> _List of tasks_
1. In the judgment excerpt, what interest rate did the Appellant say was payable on its loan to the company?
2. Resume the judgment excerpt after its last sentence, keeping the same style.

> _Document excerpt_
11. To be precise, the Appellant contended before the Ld. NCLT, that the Appellant had extended the financial assistance to the company, in the shape of a loan of Rs.2,28,87,885/-, for a period of time with an interest payable on it of 9% compounded annually. It was also found that the funds were being misutilized. As such, the independent proceedings by invoking the provisions contained under Section 241 and 242 of the Companies Act, 2013, were instituted, which was numbered as CP No.109(ND)/2023, CP No.126(ND)/2023, CP No.36(ND)/2020 (There had been another independent company appeal challenging the order arising of proceedings under Section 241 and 242 of the Companies Act, 2013, which we would be independently dealing while rendering our judgment in Company Appeal (AT) No.229/2026).
12. They had put forth that there had been a parallel but independent proceedings, in the shape of CP-109(ND)/2023 (which would be relevant for the instant company appeal), Vinod Anand & Anr. vs. Golden Rolls Private Limited & 6 Ors. The Ld. NCLT, New Delhi, took up the proceedings on 09.10.2025 and vide judgment rendered on the said date, i.e., 09.10.2025, the company petition under Section 241 and 242 of the Companies Act, 2013, was dismissed, its basis was by relying on the judgment rendered in CP-109(ND)/2023, other two company petitions filed under Section 241 and 242 of the Companies Act, 2013 were also closed.
13. It happened so, when the proceedings of CP IB-125(ND)/2024, being the proceeding under Section 7 of the I & B Code, 2016, as drawn by the Appellant came up for consideration before the Ld. Tribunal on 09.10.2025. The Ld. Tribunal took the following view as under: –
“2. We have taken a view in CP-109(ND)/2023 filed by Mr.Vinod Anand & Anr. under Section 241 read with Section 242 of the Companies Act, 2013 that no substantiated act of oppression or mismanagement attributable to Respondents No. 2, Mr. Utsav Bhasin, Director of Golden Rolls Private Limited and No. 3, Mr. Narender Kumar Bhasin, Director of Golden Rolls Private Limited made out. Consequently, CP-109(ND)/2023 has been dismissed. Therefore, the prayers in IB-125(ND)/2024, do not survive. Accordingly, IB-125(ND)/2024 stands dismissed.”

> _Information supplied_
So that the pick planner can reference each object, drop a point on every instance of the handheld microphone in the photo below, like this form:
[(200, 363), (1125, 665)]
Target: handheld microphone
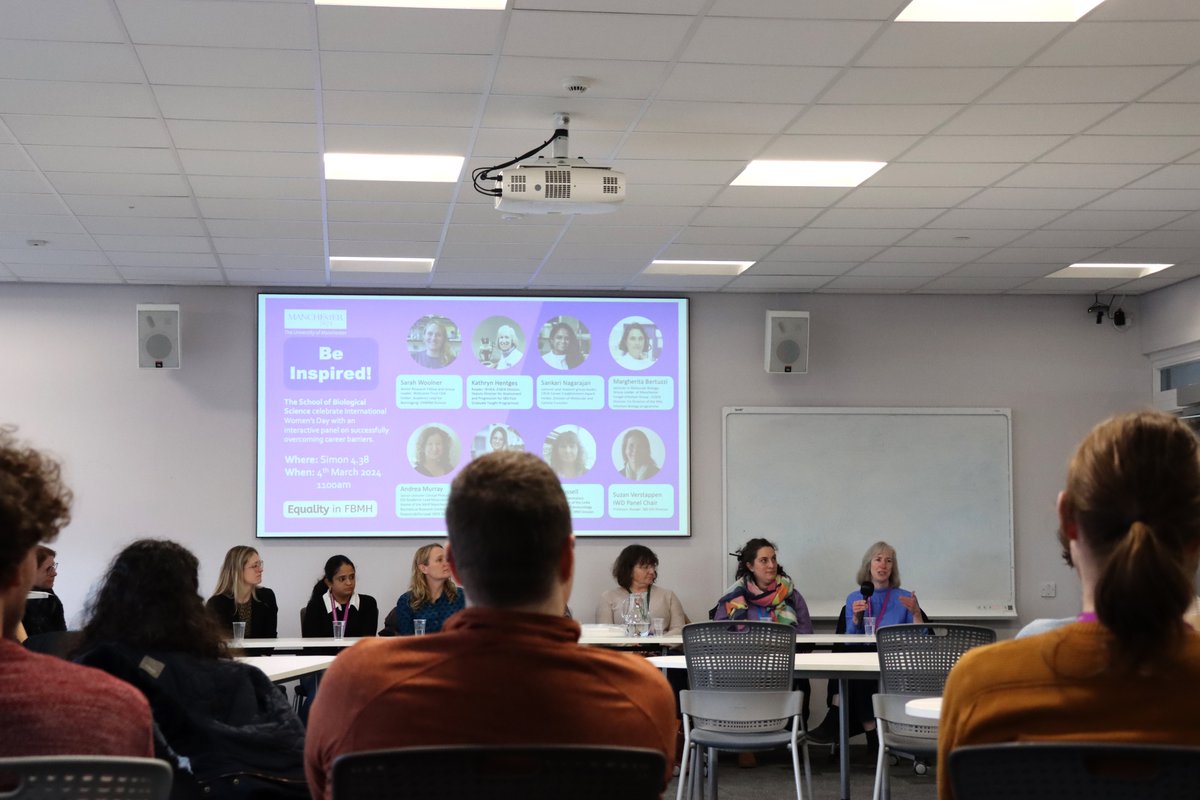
[(867, 590)]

> _Solved tasks_
1. 9%, compounded annually.

2.
14. From the part of these order dated 09.10.2025, that has been extracted above, the dismissal of proceedings under Section 7 of the I & B Code, 2016, by the Ld. Tribunal, had been on the borrowed ground of the dismissal of proceedings under Section 241 and 242 of the Companies Act, 2013, drawing the rationale that because of non-establishment of an act of oppression or mismanagement, as to be the reason to be borrowed, for the purposes of considering the application under Section 7 of the I & B Code, 2016. This logic, taken in the order of 09.10.2025 by the Ld. Tribunal, is not sustainable because the proceedings under Section 241 and 242 of the Companies Act, 2013, pertaining to the acts of oppression and mismanagement are absolutely independent, and required to be dealt with under altogether a different governing circumstances and facts. While on the other hand the proceeding under Section 7 of I & B Code, 2016, where the aspects of “debt” and “default” and the predominant factor, which is to be considered for deciding the application under Section 7 of the I & B Code, 2016, mere dismissal of Section 241 and 242 of the Companies Act, 2013, at the behest of the Appellant could not have been taken to dismiss the application under Section 7 of the I & B Code, 2016, which otherwise too deserves to be decided on merits.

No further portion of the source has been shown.